What is expected
Please reproduce the listing below verbatim, from its first line up to and including the line that contains "140, 213, 151, 223", and leave the pictures out of your copy.

Given records
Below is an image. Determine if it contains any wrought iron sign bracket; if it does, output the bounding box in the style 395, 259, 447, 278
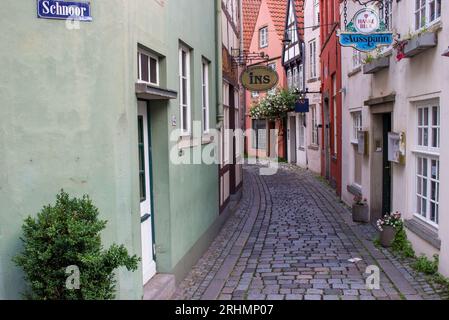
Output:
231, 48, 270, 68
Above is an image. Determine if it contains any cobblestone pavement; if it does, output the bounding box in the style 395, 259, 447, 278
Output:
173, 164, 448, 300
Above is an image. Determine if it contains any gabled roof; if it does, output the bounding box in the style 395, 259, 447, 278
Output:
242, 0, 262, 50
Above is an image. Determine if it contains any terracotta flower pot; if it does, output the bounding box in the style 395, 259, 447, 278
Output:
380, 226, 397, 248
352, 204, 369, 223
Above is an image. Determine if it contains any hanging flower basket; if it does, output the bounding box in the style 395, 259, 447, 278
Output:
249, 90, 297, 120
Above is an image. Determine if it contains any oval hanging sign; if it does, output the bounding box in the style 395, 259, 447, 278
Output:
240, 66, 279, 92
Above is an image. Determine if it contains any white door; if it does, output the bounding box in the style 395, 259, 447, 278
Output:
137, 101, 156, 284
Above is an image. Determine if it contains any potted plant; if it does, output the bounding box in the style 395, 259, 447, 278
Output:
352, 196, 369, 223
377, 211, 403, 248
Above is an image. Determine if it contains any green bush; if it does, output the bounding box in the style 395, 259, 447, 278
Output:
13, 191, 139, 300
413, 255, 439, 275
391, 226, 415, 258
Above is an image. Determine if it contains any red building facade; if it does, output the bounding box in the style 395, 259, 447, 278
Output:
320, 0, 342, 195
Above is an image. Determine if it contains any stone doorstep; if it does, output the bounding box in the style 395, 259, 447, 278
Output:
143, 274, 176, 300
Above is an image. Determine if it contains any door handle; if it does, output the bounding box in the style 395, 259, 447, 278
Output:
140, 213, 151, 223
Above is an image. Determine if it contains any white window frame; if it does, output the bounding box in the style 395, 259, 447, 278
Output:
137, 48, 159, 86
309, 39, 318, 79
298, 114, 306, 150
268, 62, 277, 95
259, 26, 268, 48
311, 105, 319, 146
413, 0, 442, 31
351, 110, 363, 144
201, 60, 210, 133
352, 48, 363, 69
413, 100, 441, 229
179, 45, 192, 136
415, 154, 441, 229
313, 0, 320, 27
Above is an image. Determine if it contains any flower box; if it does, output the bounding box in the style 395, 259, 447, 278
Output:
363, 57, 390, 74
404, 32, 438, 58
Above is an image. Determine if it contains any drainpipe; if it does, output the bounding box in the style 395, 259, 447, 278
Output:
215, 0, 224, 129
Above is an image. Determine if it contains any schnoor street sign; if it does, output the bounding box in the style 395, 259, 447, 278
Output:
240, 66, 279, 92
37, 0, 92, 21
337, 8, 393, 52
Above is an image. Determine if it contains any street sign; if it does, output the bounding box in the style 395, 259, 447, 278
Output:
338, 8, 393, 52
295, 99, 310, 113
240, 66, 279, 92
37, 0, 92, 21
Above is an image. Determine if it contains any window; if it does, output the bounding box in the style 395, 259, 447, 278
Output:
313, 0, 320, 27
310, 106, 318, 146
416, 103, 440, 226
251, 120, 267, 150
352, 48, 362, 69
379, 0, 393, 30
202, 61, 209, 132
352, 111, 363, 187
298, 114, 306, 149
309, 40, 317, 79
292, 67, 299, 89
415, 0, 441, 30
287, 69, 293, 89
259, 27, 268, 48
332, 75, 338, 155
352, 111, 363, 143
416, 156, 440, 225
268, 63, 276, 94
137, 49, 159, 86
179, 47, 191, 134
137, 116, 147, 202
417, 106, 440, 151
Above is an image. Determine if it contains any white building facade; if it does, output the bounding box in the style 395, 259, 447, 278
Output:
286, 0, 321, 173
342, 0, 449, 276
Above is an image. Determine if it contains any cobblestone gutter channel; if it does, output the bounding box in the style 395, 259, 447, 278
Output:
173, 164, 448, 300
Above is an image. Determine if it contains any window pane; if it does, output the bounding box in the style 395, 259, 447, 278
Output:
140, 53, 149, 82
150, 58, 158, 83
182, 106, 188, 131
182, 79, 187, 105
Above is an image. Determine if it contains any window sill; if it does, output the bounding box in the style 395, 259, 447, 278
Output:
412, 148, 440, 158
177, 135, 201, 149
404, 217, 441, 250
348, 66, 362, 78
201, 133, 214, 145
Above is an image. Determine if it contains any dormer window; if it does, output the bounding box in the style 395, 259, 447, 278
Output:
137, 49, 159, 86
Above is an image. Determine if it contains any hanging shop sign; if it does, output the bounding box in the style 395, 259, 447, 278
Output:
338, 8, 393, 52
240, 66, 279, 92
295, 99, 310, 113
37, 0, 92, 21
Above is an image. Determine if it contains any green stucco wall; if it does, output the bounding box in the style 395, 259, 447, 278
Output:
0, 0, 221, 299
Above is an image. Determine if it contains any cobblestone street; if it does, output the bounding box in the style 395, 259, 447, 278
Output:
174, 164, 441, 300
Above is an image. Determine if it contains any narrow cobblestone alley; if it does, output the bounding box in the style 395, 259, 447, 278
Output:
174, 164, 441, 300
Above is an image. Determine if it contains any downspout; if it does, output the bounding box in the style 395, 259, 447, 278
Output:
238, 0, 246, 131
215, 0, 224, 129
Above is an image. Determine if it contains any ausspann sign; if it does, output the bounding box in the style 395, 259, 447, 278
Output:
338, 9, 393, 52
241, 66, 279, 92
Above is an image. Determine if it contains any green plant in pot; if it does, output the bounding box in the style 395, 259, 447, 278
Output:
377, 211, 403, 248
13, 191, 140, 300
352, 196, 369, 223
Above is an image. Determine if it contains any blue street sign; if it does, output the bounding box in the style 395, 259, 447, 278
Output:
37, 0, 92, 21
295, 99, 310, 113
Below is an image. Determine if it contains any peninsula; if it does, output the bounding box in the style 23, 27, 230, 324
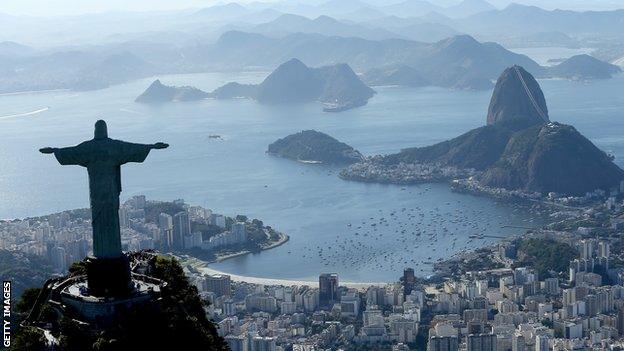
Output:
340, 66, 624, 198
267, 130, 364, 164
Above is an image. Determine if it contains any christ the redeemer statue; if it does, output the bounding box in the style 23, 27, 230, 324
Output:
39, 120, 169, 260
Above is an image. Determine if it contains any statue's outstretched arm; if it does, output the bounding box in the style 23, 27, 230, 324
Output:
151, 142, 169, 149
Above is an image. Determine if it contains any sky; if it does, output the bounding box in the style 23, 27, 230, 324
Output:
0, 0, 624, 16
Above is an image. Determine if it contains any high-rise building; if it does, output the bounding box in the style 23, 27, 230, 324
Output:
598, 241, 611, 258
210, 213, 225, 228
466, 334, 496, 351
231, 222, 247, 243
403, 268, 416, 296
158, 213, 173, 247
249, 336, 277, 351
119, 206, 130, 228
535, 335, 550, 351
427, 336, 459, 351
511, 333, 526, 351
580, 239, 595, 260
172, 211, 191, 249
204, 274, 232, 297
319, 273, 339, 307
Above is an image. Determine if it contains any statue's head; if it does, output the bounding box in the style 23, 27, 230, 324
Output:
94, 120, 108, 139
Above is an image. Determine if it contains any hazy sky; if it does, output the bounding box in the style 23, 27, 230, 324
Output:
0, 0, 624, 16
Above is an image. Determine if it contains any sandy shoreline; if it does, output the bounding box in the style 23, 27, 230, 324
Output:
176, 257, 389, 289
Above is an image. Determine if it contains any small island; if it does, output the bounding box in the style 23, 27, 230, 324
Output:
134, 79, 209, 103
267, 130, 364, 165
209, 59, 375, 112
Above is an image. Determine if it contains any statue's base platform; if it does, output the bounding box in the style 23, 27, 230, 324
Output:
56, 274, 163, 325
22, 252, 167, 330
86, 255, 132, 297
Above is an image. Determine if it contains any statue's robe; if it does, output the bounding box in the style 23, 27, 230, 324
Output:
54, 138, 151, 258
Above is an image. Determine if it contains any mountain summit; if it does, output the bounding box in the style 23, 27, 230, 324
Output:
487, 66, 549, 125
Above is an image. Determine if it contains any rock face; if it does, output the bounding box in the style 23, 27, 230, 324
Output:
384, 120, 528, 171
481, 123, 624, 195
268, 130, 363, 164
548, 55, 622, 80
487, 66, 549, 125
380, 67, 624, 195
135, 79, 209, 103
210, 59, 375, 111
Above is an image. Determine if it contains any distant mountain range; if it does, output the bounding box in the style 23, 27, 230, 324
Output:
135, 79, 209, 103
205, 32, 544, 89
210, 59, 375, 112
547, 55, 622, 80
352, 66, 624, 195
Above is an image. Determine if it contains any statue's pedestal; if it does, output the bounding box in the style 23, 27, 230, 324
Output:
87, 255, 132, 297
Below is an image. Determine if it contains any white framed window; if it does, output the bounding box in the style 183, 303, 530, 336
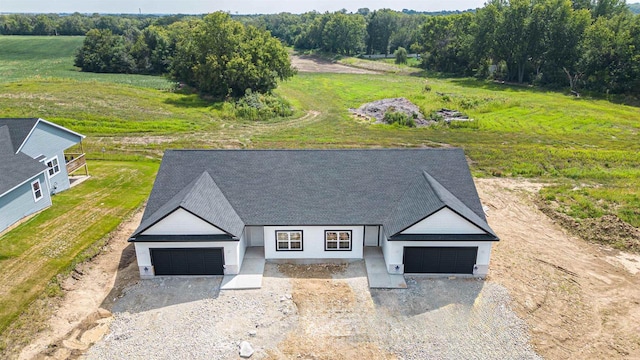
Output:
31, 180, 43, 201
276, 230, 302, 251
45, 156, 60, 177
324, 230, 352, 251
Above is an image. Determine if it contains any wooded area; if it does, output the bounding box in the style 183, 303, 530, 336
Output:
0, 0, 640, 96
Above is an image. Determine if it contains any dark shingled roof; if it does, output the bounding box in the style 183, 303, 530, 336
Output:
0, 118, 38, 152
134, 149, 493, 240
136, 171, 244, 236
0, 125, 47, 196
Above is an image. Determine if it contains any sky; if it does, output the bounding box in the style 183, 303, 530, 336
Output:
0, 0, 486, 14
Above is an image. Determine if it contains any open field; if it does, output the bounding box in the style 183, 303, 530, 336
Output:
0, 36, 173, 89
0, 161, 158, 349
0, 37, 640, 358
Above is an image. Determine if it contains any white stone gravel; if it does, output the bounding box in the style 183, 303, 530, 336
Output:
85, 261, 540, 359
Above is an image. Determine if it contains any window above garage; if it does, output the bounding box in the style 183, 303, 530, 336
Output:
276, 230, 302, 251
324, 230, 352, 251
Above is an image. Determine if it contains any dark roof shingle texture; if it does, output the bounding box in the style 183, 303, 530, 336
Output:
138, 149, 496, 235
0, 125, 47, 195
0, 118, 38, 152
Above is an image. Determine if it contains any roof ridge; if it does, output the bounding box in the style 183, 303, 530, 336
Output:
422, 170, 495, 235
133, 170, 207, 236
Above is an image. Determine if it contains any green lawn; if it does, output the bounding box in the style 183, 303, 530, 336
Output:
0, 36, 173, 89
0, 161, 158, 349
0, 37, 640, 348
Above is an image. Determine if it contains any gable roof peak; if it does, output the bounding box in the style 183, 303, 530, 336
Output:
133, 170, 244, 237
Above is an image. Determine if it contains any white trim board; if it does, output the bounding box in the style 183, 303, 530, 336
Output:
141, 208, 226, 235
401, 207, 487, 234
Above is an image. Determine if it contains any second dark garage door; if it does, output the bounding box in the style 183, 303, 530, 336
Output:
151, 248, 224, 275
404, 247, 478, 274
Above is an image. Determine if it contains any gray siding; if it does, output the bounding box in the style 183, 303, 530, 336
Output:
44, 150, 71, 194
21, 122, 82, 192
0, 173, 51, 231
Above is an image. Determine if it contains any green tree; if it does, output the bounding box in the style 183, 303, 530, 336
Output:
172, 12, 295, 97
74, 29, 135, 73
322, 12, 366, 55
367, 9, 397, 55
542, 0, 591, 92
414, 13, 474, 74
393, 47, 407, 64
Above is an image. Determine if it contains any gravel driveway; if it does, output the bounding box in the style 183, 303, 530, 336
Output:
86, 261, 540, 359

Correct response
Below is an image. Determine if it contains any wrought iron sign bracket; if it does, output the bounding box in the style 395, 259, 447, 278
Output:
231, 48, 270, 68
Above is an image. Determine if it contains any cobblestone pavement; if it does, output the bounding box in the style 395, 259, 447, 278
Output:
173, 164, 448, 300
Above is an image. Determine if it contains any gabled roof; if it does, output the bounding box in the style 395, 259, 447, 278
Output:
242, 0, 262, 50
Above is an image. Determine if it contains any terracotta flower pot; if it does, output the bounding box in the style 395, 259, 447, 278
Output:
380, 226, 397, 248
352, 204, 369, 223
Above is an image. Determine if it contains any hanging flower basket; if it does, output the bounding box in the style 395, 259, 447, 278
Output:
249, 90, 297, 120
Above is an image. Determine if it contains any oval hanging sign; if it does, output the bounding box in the style 395, 259, 447, 278
Output:
240, 66, 279, 92
Above is an image. Determine if it contains any white door; if it does, output the bounding box in the style 395, 259, 447, 278
Output:
137, 101, 156, 284
Above is an image. Determine if it contains any potted plant; if it does, output the bounding box in the style 395, 259, 447, 278
Output:
352, 196, 369, 223
377, 211, 403, 248
Above is an image. Determine if it contains any green bush; if it does, output the bounding box in the style 395, 259, 447, 278
Output:
13, 191, 139, 300
413, 255, 439, 275
391, 226, 415, 258
Above is an image. Determine if it contains any red building facade; if it does, output the bounding box in the style 395, 259, 447, 278
Output:
320, 0, 342, 195
Above is an image. Determine if it contains any stone doorstep; if it does, output the bounding box in the style 395, 259, 447, 278
Output:
143, 274, 176, 300
Above is an image. Determine if it contains any door handle; if it does, output the bounding box in the style 395, 259, 447, 278
Output:
140, 213, 151, 223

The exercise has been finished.